>> Start Records for this task

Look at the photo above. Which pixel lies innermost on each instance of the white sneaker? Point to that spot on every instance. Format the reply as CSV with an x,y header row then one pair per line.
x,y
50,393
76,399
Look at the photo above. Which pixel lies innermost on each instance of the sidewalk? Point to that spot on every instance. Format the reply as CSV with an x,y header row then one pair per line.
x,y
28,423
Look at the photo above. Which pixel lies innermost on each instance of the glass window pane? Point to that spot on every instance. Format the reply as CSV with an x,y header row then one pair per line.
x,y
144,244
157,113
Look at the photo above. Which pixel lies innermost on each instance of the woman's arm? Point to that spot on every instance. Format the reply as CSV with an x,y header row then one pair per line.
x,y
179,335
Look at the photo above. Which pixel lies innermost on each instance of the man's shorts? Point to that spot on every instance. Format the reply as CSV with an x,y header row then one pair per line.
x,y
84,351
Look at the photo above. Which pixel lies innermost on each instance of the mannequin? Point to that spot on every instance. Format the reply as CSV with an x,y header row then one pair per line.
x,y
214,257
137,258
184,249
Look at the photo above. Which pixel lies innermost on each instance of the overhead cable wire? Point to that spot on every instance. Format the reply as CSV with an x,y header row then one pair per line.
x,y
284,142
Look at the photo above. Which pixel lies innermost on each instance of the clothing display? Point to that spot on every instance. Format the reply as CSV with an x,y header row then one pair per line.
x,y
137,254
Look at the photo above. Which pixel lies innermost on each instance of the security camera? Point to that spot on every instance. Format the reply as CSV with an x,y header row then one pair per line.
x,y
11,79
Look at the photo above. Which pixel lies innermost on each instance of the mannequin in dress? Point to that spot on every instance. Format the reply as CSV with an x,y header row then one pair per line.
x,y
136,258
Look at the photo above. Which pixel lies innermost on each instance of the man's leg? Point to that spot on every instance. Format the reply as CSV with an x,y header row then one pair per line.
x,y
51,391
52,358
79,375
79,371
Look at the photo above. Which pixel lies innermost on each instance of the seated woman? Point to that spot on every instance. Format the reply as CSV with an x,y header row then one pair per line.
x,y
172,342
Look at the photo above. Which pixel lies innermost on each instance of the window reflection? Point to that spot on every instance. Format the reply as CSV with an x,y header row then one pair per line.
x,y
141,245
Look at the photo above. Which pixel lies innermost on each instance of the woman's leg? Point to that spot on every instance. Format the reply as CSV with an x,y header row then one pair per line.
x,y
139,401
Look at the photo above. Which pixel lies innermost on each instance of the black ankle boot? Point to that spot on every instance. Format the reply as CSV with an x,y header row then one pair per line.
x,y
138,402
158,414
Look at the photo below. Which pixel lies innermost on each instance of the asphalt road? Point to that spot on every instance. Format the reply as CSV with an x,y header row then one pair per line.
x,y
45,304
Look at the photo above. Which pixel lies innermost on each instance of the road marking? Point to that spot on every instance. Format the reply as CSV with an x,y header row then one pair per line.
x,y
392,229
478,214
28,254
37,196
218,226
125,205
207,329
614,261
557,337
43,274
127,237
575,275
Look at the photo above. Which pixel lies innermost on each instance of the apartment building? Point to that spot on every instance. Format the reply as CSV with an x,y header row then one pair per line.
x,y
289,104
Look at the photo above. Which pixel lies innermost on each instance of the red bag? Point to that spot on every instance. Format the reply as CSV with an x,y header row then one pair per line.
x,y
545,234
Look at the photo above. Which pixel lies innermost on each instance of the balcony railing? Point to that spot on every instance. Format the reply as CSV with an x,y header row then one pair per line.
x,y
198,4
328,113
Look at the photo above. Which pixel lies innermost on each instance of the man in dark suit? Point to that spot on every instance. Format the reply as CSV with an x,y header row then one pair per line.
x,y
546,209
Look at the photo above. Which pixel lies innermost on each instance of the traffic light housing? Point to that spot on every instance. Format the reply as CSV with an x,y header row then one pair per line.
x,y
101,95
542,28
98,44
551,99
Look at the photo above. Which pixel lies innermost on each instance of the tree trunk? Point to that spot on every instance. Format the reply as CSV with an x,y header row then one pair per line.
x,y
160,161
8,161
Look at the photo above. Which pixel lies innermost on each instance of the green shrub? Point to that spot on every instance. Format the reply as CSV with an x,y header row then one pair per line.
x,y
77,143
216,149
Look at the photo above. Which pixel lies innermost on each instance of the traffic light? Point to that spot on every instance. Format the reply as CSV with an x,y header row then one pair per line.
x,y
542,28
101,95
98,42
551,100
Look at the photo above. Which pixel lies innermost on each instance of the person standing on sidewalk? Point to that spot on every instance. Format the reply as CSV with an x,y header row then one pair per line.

>> End Records for this task

* **Do this**: Locate "the red bag?" in the data above. Then repeat, exactly, its line and each line after it through the last, adding nothing.

* **Task output**:
Look at the photo above. Which pixel lies innermost on each instance of the red bag? Point to that spot on every instance. Format the reply as CSV with an x,y header row then one pair per line.
x,y
545,234
Look at the photo above. Which pixel lies innermost on each instance of the balcony railing? Point to that spot on every instance. Format the reply as CSV with an x,y header row then one pair per line.
x,y
198,4
328,113
Look at the photo above. Which pixel lies innermost on each instance of the man in dark suit? Point to that spot on every instance. Format the reply as CSV with an x,y header row then one pair per line.
x,y
546,209
Look at the photo above. Which pixel lies innermost on each instance of the traffic light housing? Point to that spot on every instance. Format the reply as CSV with an x,y header row then one pair per line.
x,y
101,95
542,28
98,44
551,99
Look at the photo above. Which pixel lies innermost on each instance of the tree trunk? Point to that spot on every instance. Format the reply as CSV with an x,y header row then one pair per line.
x,y
160,161
8,161
Look at the photo above. Which pixel lies innermost on each instance of the green shrub? Point to that spot on every instance. Format the reply as CSV with an x,y header row then one pair per line.
x,y
77,143
216,149
Look at the photo above. Which pixel lies innermost on each instance of the traffic light? Point to that spot on every instance. Format the reply as CSV with an x,y header row then one pair per line.
x,y
542,28
101,95
98,42
551,100
Look at the photo above. Which pixel lies innermost on each instance of the person standing on sidewalk? Point to that spot on every instance. Format the reply as CSV with an x,y header row then one pair per line.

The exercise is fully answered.